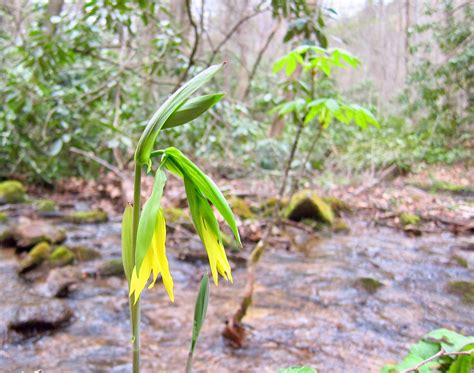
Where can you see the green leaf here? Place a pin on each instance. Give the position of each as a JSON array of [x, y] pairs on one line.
[[192, 109], [173, 103], [200, 310], [203, 183], [127, 244], [146, 225]]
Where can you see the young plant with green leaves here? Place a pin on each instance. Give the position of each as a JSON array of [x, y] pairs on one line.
[[304, 67], [144, 232]]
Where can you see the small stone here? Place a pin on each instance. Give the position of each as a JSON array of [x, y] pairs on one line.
[[84, 254], [58, 282], [370, 285], [463, 289], [38, 317], [61, 256], [29, 233], [34, 258], [407, 218], [306, 204], [112, 267], [45, 205], [240, 207], [12, 191], [88, 217]]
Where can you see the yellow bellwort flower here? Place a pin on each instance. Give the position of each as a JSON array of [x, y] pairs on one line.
[[155, 262]]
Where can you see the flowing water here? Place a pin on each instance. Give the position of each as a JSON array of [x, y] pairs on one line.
[[308, 309]]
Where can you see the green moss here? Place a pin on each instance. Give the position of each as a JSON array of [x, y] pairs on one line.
[[35, 257], [12, 191], [88, 217], [61, 256], [306, 204], [84, 254], [240, 207], [463, 289], [338, 205], [370, 285], [113, 267], [407, 218], [45, 205]]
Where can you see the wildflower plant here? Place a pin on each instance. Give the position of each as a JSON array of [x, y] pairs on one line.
[[144, 232]]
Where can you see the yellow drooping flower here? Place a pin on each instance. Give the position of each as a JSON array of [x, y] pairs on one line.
[[155, 262], [208, 230]]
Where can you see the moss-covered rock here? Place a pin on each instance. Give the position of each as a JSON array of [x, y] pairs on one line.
[[12, 191], [35, 257], [88, 217], [340, 226], [28, 233], [240, 207], [45, 205], [61, 256], [306, 204], [112, 267], [463, 289], [337, 205], [84, 254], [369, 284], [407, 218]]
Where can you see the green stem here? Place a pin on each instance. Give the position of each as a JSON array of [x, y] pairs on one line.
[[135, 307]]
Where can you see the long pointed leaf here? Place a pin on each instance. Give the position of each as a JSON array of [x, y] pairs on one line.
[[192, 109], [127, 245], [173, 103], [146, 225]]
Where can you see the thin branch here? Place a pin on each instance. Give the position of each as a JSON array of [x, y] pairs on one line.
[[233, 30], [441, 353]]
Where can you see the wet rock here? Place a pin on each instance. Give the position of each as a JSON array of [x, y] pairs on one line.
[[88, 217], [340, 226], [61, 256], [306, 204], [463, 289], [34, 258], [112, 267], [59, 282], [337, 205], [240, 207], [29, 233], [45, 205], [84, 254], [407, 218], [38, 317], [12, 191], [370, 285]]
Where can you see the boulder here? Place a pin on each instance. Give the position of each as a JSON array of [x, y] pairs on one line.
[[12, 191], [34, 258], [61, 256], [38, 317], [29, 233], [88, 217], [306, 204]]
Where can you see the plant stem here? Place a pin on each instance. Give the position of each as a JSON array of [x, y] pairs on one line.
[[189, 362], [135, 307]]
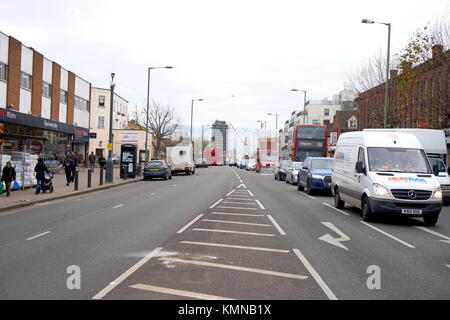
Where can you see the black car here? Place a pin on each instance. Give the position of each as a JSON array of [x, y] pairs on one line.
[[157, 169], [281, 169]]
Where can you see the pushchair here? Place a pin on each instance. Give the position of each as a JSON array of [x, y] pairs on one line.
[[48, 181]]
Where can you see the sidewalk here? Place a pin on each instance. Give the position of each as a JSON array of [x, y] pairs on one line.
[[27, 197]]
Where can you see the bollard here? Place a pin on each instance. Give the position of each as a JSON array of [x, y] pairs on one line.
[[75, 180], [89, 178], [101, 176]]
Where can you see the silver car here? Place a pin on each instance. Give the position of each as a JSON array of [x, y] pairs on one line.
[[292, 172]]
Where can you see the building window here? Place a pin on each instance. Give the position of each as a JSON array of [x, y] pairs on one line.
[[46, 89], [25, 81], [101, 101], [81, 104], [63, 96], [101, 122], [3, 71]]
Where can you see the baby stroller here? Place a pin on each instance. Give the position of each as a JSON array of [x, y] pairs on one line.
[[48, 181]]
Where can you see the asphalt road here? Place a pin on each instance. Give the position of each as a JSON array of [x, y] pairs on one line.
[[222, 233]]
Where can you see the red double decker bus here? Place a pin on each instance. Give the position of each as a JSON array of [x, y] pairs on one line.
[[310, 141]]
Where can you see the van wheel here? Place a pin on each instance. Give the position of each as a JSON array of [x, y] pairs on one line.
[[430, 219], [338, 203], [366, 211]]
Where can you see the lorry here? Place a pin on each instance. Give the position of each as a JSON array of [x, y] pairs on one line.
[[435, 146], [180, 159], [385, 173]]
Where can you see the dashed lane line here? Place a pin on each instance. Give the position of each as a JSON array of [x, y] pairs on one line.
[[330, 206], [277, 226], [190, 224], [238, 268], [180, 293], [236, 232], [315, 275], [125, 275], [221, 245], [388, 235], [234, 222]]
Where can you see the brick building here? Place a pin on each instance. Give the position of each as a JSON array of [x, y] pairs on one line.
[[419, 97]]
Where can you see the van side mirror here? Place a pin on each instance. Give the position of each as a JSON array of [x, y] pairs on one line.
[[436, 170], [360, 168]]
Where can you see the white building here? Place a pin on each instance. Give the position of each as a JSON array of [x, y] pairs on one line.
[[100, 115]]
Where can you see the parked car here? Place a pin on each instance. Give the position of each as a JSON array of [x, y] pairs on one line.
[[281, 169], [157, 169], [292, 172], [315, 174], [251, 165]]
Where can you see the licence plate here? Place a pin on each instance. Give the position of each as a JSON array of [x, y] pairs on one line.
[[411, 211]]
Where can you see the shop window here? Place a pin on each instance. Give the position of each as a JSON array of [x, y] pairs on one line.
[[25, 81]]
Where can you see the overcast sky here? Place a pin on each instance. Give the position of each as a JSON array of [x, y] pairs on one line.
[[254, 50]]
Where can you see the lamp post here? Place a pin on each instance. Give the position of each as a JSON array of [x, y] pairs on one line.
[[304, 103], [203, 158], [148, 107], [386, 92], [109, 163]]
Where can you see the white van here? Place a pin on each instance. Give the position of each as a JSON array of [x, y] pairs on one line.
[[385, 172], [435, 146]]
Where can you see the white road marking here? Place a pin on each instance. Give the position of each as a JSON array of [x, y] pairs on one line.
[[277, 226], [307, 195], [335, 209], [190, 224], [233, 246], [215, 204], [181, 293], [237, 214], [236, 232], [231, 267], [39, 235], [260, 204], [389, 235], [237, 208], [447, 239], [234, 222], [335, 241], [315, 275], [125, 275]]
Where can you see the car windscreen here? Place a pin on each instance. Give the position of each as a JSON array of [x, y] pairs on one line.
[[398, 160], [326, 164]]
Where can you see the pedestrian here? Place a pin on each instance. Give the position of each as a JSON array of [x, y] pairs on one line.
[[8, 176], [40, 170], [92, 161], [68, 168]]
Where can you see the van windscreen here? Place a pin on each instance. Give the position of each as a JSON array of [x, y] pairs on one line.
[[398, 160]]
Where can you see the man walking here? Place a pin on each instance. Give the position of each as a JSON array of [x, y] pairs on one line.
[[8, 176], [92, 161]]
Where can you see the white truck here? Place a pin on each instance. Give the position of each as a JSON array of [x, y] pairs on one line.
[[180, 159], [434, 145]]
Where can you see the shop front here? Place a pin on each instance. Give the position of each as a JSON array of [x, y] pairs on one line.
[[45, 138]]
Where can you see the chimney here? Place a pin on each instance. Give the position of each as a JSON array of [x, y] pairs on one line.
[[393, 73], [437, 49]]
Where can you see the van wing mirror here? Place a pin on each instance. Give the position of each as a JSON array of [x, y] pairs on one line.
[[360, 168]]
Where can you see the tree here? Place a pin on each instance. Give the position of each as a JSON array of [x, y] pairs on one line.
[[162, 122]]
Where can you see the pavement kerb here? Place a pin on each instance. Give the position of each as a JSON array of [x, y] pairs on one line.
[[74, 194]]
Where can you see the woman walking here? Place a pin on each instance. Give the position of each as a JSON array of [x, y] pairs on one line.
[[8, 176]]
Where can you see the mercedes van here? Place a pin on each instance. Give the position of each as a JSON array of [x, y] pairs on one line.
[[385, 172]]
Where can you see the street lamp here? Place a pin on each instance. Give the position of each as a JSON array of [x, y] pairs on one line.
[[109, 163], [304, 103], [386, 92], [148, 107]]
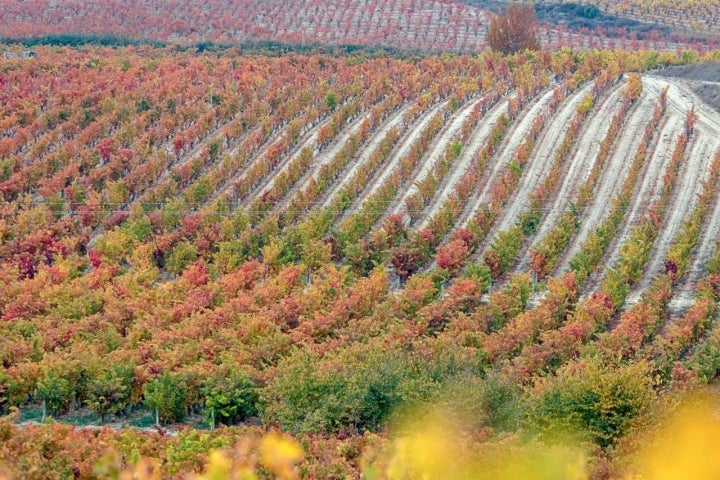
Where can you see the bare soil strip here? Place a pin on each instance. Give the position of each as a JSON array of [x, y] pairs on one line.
[[427, 163], [537, 168], [464, 162], [693, 171], [612, 178], [325, 156], [579, 168], [404, 144], [505, 153], [378, 179], [644, 194]]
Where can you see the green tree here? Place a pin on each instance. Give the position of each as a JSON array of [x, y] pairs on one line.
[[599, 400], [109, 392], [166, 395], [230, 399], [181, 256], [514, 31], [331, 101], [56, 392]]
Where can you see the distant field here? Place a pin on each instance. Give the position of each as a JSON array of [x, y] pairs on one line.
[[412, 25]]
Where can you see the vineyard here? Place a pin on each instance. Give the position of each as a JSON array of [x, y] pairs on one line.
[[691, 15], [412, 25], [311, 243]]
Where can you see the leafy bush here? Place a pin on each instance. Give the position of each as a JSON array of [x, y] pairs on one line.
[[356, 389], [230, 399], [599, 402], [109, 392], [166, 395]]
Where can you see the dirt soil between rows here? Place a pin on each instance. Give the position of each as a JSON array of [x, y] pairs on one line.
[[702, 78]]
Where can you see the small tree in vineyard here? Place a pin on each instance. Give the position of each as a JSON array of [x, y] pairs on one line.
[[514, 31]]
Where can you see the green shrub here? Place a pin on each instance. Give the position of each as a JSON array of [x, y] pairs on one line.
[[166, 395], [109, 392], [230, 399], [597, 401]]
********************
**Instructions to follow**
Look for the line that contains "Where can you see the vineyard" in the entries above. Set it down, along with all later lines, exactly as written.

**Task response**
Where can you see the vineyard here? Place a pin on each instance. Give the position of each as a JSON array of [x, y] pairs on one line.
[[691, 15], [412, 25], [311, 243]]
Where can you see the leafy bush here? Place a pin on each instance. Give the position of each as a JSON array of [x, y] pairs on one line.
[[356, 389], [230, 399], [599, 402], [109, 392], [166, 395]]
Where can you see the dirt soil between rows here? Place a pin on each instance. Give the position of each as a JSON array of [x, y] pairs on one line.
[[702, 78]]
Where can you see the small tree in vineyard here? Place a pin on each instance. Give the position of each as a JSON array of [x, y] pairs on one line.
[[514, 31]]
Where can you see the green shrub here? Place a pin on each instance. Give the position of each as a JSON array of [x, y] pairs on one line.
[[166, 395], [109, 392], [230, 399], [597, 401]]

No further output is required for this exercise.